▶ [Task objective] Arrange every line of the records below into a Markdown table with two columns, Row and Text. Put the row number under Row and the line under Text, and leave out blank lines.

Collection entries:
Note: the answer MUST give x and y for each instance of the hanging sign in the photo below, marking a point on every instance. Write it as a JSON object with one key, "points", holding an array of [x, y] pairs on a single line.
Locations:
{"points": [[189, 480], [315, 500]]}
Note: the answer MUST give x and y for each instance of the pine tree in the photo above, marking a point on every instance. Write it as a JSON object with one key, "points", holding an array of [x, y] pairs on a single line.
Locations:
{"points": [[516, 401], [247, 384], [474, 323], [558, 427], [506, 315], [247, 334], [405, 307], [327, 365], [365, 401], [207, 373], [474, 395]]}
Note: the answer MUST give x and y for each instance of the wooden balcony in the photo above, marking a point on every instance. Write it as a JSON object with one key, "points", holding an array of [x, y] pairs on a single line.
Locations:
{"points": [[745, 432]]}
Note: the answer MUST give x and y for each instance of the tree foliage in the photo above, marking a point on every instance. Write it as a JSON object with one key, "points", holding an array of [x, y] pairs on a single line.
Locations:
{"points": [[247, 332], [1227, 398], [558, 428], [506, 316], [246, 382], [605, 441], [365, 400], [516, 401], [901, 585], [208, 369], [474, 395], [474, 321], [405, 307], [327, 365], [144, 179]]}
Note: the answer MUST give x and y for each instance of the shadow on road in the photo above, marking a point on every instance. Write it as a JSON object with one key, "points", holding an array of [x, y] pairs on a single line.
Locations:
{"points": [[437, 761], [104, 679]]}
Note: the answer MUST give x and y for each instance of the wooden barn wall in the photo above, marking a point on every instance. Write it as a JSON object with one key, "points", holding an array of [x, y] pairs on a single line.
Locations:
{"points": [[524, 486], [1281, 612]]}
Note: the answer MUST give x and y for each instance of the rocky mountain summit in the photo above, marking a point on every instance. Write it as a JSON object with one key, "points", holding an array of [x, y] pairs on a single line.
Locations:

▶ [Exercise solution]
| Row | Text |
|---|---|
| 1 | Note: the answer MUST give x and y for each instance of the hanging sign in the photo below, marking a point on every instance. Write it as a JSON object with one key, "points", holding an array of [x, y] pairs on a single line. |
| 2 | Locations: |
| 3 | {"points": [[189, 480], [315, 500]]} |
| 4 | Note: the answer MUST give x and y for each instance of the pine tree in the photo above, marking a point on every instance. Write it as a JSON object with one key, "points", holding an array of [x, y] pairs on a single line. |
| 5 | Locations: |
| 6 | {"points": [[516, 401], [247, 384], [474, 323], [558, 427], [506, 315], [247, 334], [405, 307], [327, 365], [365, 401], [207, 373], [474, 395]]} |
| 7 | Note: the answer MUST give x and y for each instance of the wooden balcony in the photo above, marking a point on every instance. Write it as a JSON object with one key, "points", holding an array of [x, y] pairs on a single line. |
| 8 | Locations: |
| 9 | {"points": [[745, 432]]} |
| 10 | Note: the answer MUST give x and y for each instance of the tree foliage in the photo above, marking a point on every instance. Write it as a JSON object with one key, "points", holding an array of [x, y] pairs on a single line. |
| 11 | Locations: |
| 12 | {"points": [[247, 332], [1227, 398], [558, 428], [506, 316], [246, 382], [605, 441], [365, 400], [516, 401], [901, 585], [208, 369], [474, 395], [474, 321], [405, 307], [327, 365], [144, 179]]} |
| 13 | Note: the answer MUST give x and y for each instance of the shadow on road in the photo above, marking a point on every instance. Write it as a JSON object with one key, "points", holding an array of [x, y] pairs on a single line. |
| 14 | Locations: |
| 15 | {"points": [[437, 761], [104, 679]]} |
| 16 | Note: the answer MUST give x and y for each instance of the wooden barn wall in the photo above, marking a point on every instance. Write it as a JSON object with one key, "points", holding an array of [x, y] pairs on a single line. |
| 17 | Locations: |
| 18 | {"points": [[524, 486], [1281, 612]]} |
| 19 | Note: the answer MUST give x and y for each instance of the rocky mountain summit in the photo above, marking a point on every instance. Write it as a JSON object with one key, "points", holding an array of [x, y] pairs on a single line. |
| 20 | Locations: |